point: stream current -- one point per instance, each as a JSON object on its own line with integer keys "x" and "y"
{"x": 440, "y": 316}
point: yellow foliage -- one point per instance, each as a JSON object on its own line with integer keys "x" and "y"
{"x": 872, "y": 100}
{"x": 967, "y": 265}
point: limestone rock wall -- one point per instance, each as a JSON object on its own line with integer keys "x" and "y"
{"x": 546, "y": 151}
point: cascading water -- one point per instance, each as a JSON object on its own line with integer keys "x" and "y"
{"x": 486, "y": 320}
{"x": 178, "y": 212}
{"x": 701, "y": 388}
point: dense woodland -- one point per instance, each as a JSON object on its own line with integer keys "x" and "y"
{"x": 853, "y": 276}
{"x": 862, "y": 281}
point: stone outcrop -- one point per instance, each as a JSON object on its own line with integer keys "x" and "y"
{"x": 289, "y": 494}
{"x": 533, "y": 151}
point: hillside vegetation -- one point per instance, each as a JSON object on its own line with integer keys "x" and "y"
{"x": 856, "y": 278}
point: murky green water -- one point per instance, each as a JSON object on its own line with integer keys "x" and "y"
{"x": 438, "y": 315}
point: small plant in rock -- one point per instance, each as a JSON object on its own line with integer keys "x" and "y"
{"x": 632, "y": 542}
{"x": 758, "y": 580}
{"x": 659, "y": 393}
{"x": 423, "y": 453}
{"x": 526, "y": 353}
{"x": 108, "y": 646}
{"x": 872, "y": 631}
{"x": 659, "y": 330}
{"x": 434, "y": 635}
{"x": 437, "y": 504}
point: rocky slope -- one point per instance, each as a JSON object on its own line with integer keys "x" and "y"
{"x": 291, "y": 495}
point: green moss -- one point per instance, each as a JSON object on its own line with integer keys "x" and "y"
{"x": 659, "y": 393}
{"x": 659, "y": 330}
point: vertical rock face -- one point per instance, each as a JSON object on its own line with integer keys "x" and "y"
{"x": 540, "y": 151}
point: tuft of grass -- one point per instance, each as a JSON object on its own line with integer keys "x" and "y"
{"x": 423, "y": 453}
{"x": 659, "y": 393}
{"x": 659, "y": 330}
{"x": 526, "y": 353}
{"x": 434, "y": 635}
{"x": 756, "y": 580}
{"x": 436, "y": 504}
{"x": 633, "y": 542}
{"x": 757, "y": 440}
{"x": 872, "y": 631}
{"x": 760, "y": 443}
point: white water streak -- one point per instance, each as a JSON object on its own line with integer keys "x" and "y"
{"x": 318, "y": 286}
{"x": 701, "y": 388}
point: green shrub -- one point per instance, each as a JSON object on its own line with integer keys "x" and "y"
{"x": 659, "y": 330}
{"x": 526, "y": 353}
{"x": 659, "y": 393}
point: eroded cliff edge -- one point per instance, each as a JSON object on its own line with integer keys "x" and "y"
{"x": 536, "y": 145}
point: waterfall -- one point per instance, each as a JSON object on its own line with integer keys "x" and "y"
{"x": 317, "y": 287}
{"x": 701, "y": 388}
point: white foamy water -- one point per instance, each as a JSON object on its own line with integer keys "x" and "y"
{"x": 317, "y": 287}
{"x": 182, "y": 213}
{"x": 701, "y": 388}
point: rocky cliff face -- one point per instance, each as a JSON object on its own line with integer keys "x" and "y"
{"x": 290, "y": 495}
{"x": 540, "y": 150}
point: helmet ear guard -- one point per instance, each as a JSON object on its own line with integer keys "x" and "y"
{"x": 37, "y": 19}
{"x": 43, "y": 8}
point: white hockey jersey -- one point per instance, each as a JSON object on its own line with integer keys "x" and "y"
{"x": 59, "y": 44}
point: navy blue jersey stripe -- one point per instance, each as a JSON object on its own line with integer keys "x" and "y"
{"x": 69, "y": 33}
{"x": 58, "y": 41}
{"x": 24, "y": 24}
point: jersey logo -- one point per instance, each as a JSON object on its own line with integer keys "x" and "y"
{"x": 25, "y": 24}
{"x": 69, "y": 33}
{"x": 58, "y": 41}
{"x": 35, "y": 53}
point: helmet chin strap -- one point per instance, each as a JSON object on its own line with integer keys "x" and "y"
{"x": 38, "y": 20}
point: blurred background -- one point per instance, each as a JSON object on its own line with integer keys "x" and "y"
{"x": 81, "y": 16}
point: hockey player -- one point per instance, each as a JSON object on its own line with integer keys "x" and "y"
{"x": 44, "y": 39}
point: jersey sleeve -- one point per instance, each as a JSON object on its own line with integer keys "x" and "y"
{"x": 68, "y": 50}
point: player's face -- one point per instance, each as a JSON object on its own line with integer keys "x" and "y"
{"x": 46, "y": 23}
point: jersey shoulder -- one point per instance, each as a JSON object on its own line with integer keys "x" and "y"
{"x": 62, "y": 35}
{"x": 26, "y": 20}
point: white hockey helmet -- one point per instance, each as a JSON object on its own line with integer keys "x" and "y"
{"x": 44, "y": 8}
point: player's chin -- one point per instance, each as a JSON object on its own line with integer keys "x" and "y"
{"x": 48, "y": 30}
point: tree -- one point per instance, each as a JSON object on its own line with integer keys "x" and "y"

○ ○ ○ ○

▶ [What you will do]: Top to bottom, set down the entries above word for word.

▶ [Solved exercise]:
point: stream current -- one point per instance, each as a JSON object on its own line with integer keys "x" and "y"
{"x": 440, "y": 316}
point: yellow foliage -- one point per instance, each as a JSON object on its own line with integer keys "x" and "y"
{"x": 872, "y": 100}
{"x": 967, "y": 265}
point: limestone rock wall -- one point per instance, each as a JSON object on its own line with integer keys "x" and "y"
{"x": 546, "y": 151}
point: cascading water -- one point per instance, each as a JSON object on its own line with integer keys "x" and "y"
{"x": 486, "y": 320}
{"x": 178, "y": 212}
{"x": 701, "y": 388}
point: dense woodland -- one point per instance, each as a JSON object on its own line with integer keys "x" and "y"
{"x": 853, "y": 276}
{"x": 862, "y": 281}
point: stone outcrop -- one point per instance, each as a JSON object on its own line with integer keys "x" and "y"
{"x": 289, "y": 494}
{"x": 533, "y": 151}
point: hillside vegetation -- one point per instance, each as a JSON object on its own line with integer keys "x" and "y"
{"x": 856, "y": 278}
point: murky green water -- one point per instance, each as a JSON object on its own line with integer keys "x" and "y"
{"x": 438, "y": 315}
point: small plant in rock -- one point per instance, each as a JSON object on its own line with integer keys "x" and "y"
{"x": 632, "y": 542}
{"x": 758, "y": 580}
{"x": 659, "y": 393}
{"x": 423, "y": 453}
{"x": 526, "y": 353}
{"x": 108, "y": 646}
{"x": 872, "y": 631}
{"x": 659, "y": 330}
{"x": 434, "y": 635}
{"x": 437, "y": 504}
point: rocky slope -- one point per instance, each as a JSON object on its own line with integer keys "x" and "y"
{"x": 291, "y": 495}
point: green moss -- one point per instance, each as a JSON object on its own line with integer keys "x" and "y"
{"x": 659, "y": 393}
{"x": 659, "y": 330}
point: vertical rock face -- one point per instance, each as a JSON object on its own line with integer keys "x" and "y"
{"x": 540, "y": 151}
point: tuft of grass -- one point per instance, each as a JSON object on its own line with integer keys "x" and "y"
{"x": 423, "y": 453}
{"x": 659, "y": 393}
{"x": 659, "y": 330}
{"x": 526, "y": 353}
{"x": 434, "y": 635}
{"x": 756, "y": 580}
{"x": 436, "y": 504}
{"x": 633, "y": 542}
{"x": 757, "y": 440}
{"x": 872, "y": 631}
{"x": 760, "y": 443}
point: white water streak -- one point per instance, each as a JSON object on its own line with integer keys "x" and "y"
{"x": 318, "y": 286}
{"x": 701, "y": 388}
point: green shrub -- one point per instance, each as a JSON object on its own line with integer keys "x" and "y"
{"x": 659, "y": 330}
{"x": 526, "y": 353}
{"x": 659, "y": 393}
point: eroded cliff edge -- one point per instance, each as a JSON object on its own line with integer keys "x" and "y"
{"x": 536, "y": 145}
point: waterfall -- one point per instance, each as a JSON object on its own line with integer keys "x" and "y"
{"x": 317, "y": 287}
{"x": 701, "y": 388}
point: white foamy water -- one point per instance, each as a JSON object on its own line with integer keys "x" and "y"
{"x": 317, "y": 287}
{"x": 182, "y": 213}
{"x": 701, "y": 388}
point: rocky cliff face -- one point per instance, each as a JSON object on its own line with integer keys "x" and "y"
{"x": 290, "y": 495}
{"x": 540, "y": 150}
point: helmet ear guard -- one point per instance, each as a JSON object on its own line with integer keys "x" and "y"
{"x": 37, "y": 19}
{"x": 43, "y": 8}
point: white hockey jersey -- one point per instance, each as a JSON object on its own line with integer keys "x" and "y"
{"x": 59, "y": 44}
point: navy blue jersey stripe -- one point per instance, each as a JSON object on its own line with integer keys "x" and "y"
{"x": 69, "y": 33}
{"x": 58, "y": 41}
{"x": 24, "y": 24}
point: jersey logo -- one point per instance, each as a JSON object on its own line with integer keys "x" and "y"
{"x": 25, "y": 24}
{"x": 69, "y": 33}
{"x": 58, "y": 41}
{"x": 35, "y": 53}
point: helmet chin strap -- one point per instance, each as a JSON object on its own line with integer keys "x" and "y"
{"x": 38, "y": 20}
point: blurred background -- one point per instance, each as a JSON object on its own line with integer keys "x" and "y"
{"x": 81, "y": 16}
point: hockey player -- one point per instance, each as a JSON object on its own line with integer keys "x" and "y"
{"x": 44, "y": 39}
point: jersey sleeve -- one point per instance, each as a JSON object on its own line with integer keys "x" and "y"
{"x": 68, "y": 50}
point: player's face -- one point per instance, each as a JSON object on its own line with integer keys "x" and "y"
{"x": 46, "y": 23}
point: jersey shoulder -- one point per instance, each as a JSON object on its own line with integer keys "x" and "y"
{"x": 62, "y": 35}
{"x": 26, "y": 20}
point: white hockey helmet -- one point per instance, each as a JSON object on its own line with integer keys "x" and "y"
{"x": 44, "y": 8}
point: player's chin -- one point per instance, each as a JSON object on its own line with integer keys "x" and "y"
{"x": 48, "y": 30}
point: tree -- one point per instance, each as a JSON object on its own line with integer keys "x" and "y"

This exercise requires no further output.